[Natural language region descriptions]
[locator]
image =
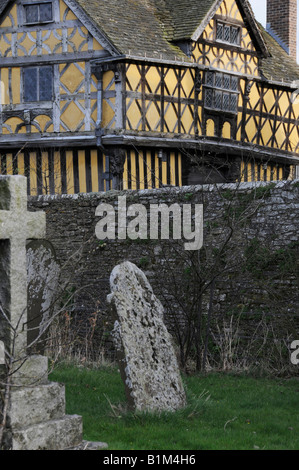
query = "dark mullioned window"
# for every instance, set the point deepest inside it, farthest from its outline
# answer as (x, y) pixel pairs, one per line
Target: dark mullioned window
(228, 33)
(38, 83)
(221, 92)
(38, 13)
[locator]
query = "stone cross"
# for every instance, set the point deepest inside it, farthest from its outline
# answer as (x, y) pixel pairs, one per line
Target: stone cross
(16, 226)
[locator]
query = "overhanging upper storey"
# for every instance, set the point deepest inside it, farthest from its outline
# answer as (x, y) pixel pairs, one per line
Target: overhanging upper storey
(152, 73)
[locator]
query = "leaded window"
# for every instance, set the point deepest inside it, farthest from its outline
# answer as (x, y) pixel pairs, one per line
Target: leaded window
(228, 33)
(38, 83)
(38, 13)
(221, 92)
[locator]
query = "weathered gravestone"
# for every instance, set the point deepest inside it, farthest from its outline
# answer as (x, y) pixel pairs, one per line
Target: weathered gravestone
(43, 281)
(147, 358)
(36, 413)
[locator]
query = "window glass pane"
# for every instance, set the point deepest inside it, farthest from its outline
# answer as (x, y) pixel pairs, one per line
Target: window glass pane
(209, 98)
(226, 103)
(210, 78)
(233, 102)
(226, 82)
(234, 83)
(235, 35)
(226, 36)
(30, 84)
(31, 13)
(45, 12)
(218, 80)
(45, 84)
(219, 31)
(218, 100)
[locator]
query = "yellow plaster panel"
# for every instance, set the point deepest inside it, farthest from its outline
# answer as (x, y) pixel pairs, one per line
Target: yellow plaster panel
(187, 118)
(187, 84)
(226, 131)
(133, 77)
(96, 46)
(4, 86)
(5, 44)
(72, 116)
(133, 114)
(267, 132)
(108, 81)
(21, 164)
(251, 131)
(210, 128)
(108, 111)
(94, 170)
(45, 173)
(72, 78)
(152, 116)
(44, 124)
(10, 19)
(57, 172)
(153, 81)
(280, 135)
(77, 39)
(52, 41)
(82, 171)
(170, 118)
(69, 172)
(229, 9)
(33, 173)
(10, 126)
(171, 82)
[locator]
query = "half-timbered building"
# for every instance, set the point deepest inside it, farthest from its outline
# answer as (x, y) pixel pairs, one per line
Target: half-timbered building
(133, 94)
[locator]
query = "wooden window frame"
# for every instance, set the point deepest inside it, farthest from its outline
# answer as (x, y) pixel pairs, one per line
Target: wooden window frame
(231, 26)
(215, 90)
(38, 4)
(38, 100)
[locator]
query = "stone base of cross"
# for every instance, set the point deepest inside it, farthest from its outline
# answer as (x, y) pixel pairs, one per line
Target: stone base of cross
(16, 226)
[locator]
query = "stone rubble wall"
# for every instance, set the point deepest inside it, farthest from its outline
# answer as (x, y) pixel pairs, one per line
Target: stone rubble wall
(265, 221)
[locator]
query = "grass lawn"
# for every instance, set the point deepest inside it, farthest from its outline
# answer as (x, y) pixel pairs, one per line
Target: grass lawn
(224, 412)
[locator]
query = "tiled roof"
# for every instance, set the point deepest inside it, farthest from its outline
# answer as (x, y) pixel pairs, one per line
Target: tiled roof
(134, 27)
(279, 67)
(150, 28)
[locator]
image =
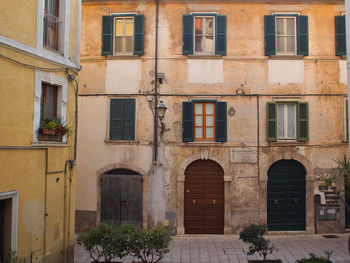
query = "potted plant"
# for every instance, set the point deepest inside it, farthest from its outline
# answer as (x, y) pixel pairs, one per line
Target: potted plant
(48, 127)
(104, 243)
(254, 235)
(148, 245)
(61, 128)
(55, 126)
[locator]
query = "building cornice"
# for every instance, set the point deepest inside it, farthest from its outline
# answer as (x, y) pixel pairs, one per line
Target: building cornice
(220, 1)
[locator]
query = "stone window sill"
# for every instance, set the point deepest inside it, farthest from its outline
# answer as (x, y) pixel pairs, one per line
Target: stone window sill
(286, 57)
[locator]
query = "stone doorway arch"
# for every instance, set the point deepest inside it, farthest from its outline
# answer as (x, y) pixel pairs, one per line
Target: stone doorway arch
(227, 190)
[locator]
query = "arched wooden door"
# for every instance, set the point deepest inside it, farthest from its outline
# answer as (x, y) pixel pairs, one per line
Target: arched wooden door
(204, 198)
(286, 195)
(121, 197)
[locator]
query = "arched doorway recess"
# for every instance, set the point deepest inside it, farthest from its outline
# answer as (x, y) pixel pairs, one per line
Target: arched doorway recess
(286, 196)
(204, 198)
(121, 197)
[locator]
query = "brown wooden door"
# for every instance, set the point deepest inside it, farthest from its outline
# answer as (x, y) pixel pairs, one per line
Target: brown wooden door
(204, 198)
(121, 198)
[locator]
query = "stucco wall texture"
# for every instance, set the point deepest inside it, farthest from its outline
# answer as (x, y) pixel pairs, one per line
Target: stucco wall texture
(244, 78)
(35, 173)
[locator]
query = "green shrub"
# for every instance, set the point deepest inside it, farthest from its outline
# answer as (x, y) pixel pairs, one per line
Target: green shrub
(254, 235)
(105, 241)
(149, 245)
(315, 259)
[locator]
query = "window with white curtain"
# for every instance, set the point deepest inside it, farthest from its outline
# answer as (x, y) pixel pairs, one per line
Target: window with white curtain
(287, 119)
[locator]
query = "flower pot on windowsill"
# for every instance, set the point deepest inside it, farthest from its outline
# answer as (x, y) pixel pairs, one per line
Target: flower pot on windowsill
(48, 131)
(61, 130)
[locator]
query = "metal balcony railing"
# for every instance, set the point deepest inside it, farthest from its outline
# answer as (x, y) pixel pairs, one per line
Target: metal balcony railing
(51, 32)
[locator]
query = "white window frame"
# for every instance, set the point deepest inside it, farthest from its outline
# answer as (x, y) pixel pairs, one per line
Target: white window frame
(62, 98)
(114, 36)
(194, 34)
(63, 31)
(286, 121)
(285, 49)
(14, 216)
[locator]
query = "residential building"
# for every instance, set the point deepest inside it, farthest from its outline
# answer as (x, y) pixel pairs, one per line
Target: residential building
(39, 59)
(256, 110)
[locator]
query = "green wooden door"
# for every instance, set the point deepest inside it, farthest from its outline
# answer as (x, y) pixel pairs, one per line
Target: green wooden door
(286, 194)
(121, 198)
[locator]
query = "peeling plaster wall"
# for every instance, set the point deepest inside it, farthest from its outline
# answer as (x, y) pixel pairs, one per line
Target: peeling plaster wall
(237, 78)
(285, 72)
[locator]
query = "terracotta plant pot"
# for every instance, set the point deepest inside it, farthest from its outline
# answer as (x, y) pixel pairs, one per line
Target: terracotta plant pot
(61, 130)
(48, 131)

WORK ITEM: Write out the data above exactly, minus any images.

RESULT FOR THIS EXERCISE:
[locator]
image =
query = "dark mullioned window"
# for every instance, set the point deepest inside it, farthest from its outline
# answer as (x, y) pixel pairs, one per line
Target: dark mullioned window
(228, 33)
(38, 83)
(221, 92)
(38, 13)
[locator]
query = "stone cross"
# for every instance, set the point deepest inside it, farthest from its outline
# answer as (x, y) pixel pairs, one per line
Target: stone cross
(16, 226)
[locator]
query = "overhanging upper storey"
# for every instance, set the point deepest inside it, farthest from its outline
# answer as (x, y) pixel pairs, one per line
Target: overhanging upper storey
(152, 73)
[locator]
query = "leaded window"
# for every instance, set the point deepest inside it, farthest from its outline
# answer as (x, y) pixel pairs, one per line
Target: leaded window
(228, 33)
(38, 83)
(38, 13)
(221, 92)
[locator]
query = "weathered gravestone"
# for every instance, set the point deepest inside it, farthest from its outline
# answer as (x, y) pixel pairs, one per line
Target: weathered gravestone
(43, 281)
(147, 358)
(36, 413)
[locator]
query = "window glass pane"
# for every instance, set the point deepest inside it, farthest from its outline
# answer as (x, y) pixel pairs, one per line
Target: window glass pane
(209, 98)
(226, 103)
(210, 78)
(233, 102)
(226, 82)
(234, 83)
(235, 35)
(226, 36)
(30, 84)
(31, 13)
(45, 12)
(218, 80)
(45, 84)
(219, 31)
(218, 100)
[locator]
query = "yellow plaster panel"
# for every instance, set the point deepest inside it, farthest from its outline
# answer as (x, y) pixel pairs, one per line
Target: yellow plaster panel
(187, 118)
(187, 84)
(226, 131)
(133, 77)
(96, 46)
(4, 86)
(5, 44)
(72, 116)
(133, 114)
(267, 132)
(108, 81)
(21, 164)
(251, 131)
(210, 128)
(108, 111)
(94, 170)
(45, 173)
(72, 78)
(152, 116)
(44, 124)
(10, 19)
(57, 172)
(153, 81)
(280, 135)
(77, 39)
(52, 41)
(82, 171)
(170, 118)
(69, 172)
(229, 9)
(33, 173)
(10, 126)
(171, 82)
[locator]
query = "half-timbered building"
# for every instance, set the point deepest inside it, farthest from its outline
# answer as (x, y) pixel pairs, one per line
Target: half-timbered building
(133, 94)
[locator]
query = "wooden window frame"
# for every instance, set the point deepest inside it, farthest from its outline
# answer as (x, y) pixel pairs, one per line
Target: wooden window frame
(231, 26)
(215, 90)
(38, 4)
(38, 100)
[locator]
query = "stone base of cross"
# for every instance, set the point deepest inside it, farthest from its outline
# answer as (x, y) pixel pairs, one per line
Target: stone base of cross
(16, 226)
[locator]
query = "stone rubble wall"
# for every instance, set the point deepest inside it, farthest from its outline
# answer as (x, y) pixel pairs, one per line
Target: stone rubble wall
(265, 221)
[locator]
query = "grass lawn"
# for every instance, set the point deepest inside it, farthest from its outline
# answer as (x, y) pixel pairs, one per line
Target: grass lawn
(224, 412)
[locator]
query = "tiled roof"
# for every instance, set the point deepest inside it, farthest from its outline
# answer as (x, y) pixel pairs, one per line
Target: tiled roof
(134, 27)
(279, 67)
(150, 28)
[locator]
image =
query = "potted plant"
# for every instance, set the point deepest inside it, farthest from its outline
# answer as (x, y) pixel pairs, one per line
Target: potted plant
(48, 127)
(104, 243)
(254, 235)
(148, 245)
(61, 128)
(55, 126)
[locator]
query = "building cornice"
# for every instance, set the point deepest inside it, farthest from its outline
# answer as (x, y) pixel pairs, one per line
Target: building cornice
(220, 1)
[locator]
query = "stone window sill"
# for every instance, set the point deepest inside it, farthest from its outline
# answer as (x, y) pixel pairs, one per line
Target: stone window sill
(286, 57)
[locator]
query = "stone doorway arch"
# for every instance, set the point deepest inside it, farthest from its outline
# answer as (x, y) pixel pairs, one per line
Target: stone doorway arch
(227, 190)
[locator]
query = "arched wooden door"
# for every instance, set the point deepest inside it, farthest from its outline
# answer as (x, y) pixel pairs, one per line
Target: arched wooden door
(204, 198)
(286, 195)
(121, 197)
[locator]
query = "arched doorway recess"
# for every instance, set the point deepest inside it, farthest from its outline
# answer as (x, y) pixel pairs, one per line
Target: arched doorway recess
(286, 196)
(204, 198)
(121, 197)
[locator]
query = "brown wooden door"
# for every instance, set the point deepest inside it, farthest from its outline
# answer as (x, y) pixel pairs, one per line
Target: brown wooden door
(204, 198)
(121, 198)
[locator]
query = "stucco wall texture"
# for every instance, set the point deepest inside it, farthest from its outline
# answer as (x, y) pixel pairs, one per line
Target: stucco wall texture
(244, 78)
(35, 173)
[locator]
query = "green shrub"
# for every instance, set the point deepest inside it, farthest from its outline
# answer as (x, y) pixel pairs, one per line
Target: green shrub
(254, 235)
(105, 241)
(149, 245)
(315, 259)
[locator]
query = "window with white curtain"
# for every instance, set the point deepest inside it, farthest from its outline
# answer as (x, y) pixel pairs, one per line
Target: window with white curtain
(287, 119)
[locator]
query = "flower pot on windowsill"
# for every instance, set the point deepest inside it, farthest from its outline
# answer as (x, y) pixel pairs, one per line
Target: flower pot on windowsill
(48, 131)
(61, 130)
[locator]
query = "metal balcony railing"
# for every instance, set the point deepest inside it, farthest from its outline
# answer as (x, y) pixel pairs, one per line
Target: metal balcony railing
(51, 32)
[locator]
query = "white window frame"
# for every instance, set the point deepest inside it, farthest from its outline
# answer as (x, y) pixel pairs, one per line
Target: white window frame
(62, 98)
(114, 36)
(194, 34)
(63, 31)
(286, 121)
(285, 49)
(14, 216)
[locator]
query = "residential building"
# for every instance, set the point deepest inside it, farthest from its outline
# answer as (x, y) pixel pairs, one per line
Target: residential building
(39, 59)
(256, 110)
[locator]
query = "green wooden door"
# for every instance, set the point deepest inside it, farthest from its outline
# answer as (x, y) pixel pairs, one per line
Target: green wooden door
(286, 194)
(121, 198)
[locator]
query = "peeling plaster wall"
# for every instance, set the point deepest inside it, farthest from its outline
# answer as (x, y) pixel pairs, one per line
Target: peeling plaster wall
(237, 78)
(285, 72)
[locator]
query = "terracotta plant pot"
# for every instance, set the point deepest inside it, farthest from its outline
# answer as (x, y) pixel pairs, one per line
Target: terracotta plant pot
(61, 130)
(48, 131)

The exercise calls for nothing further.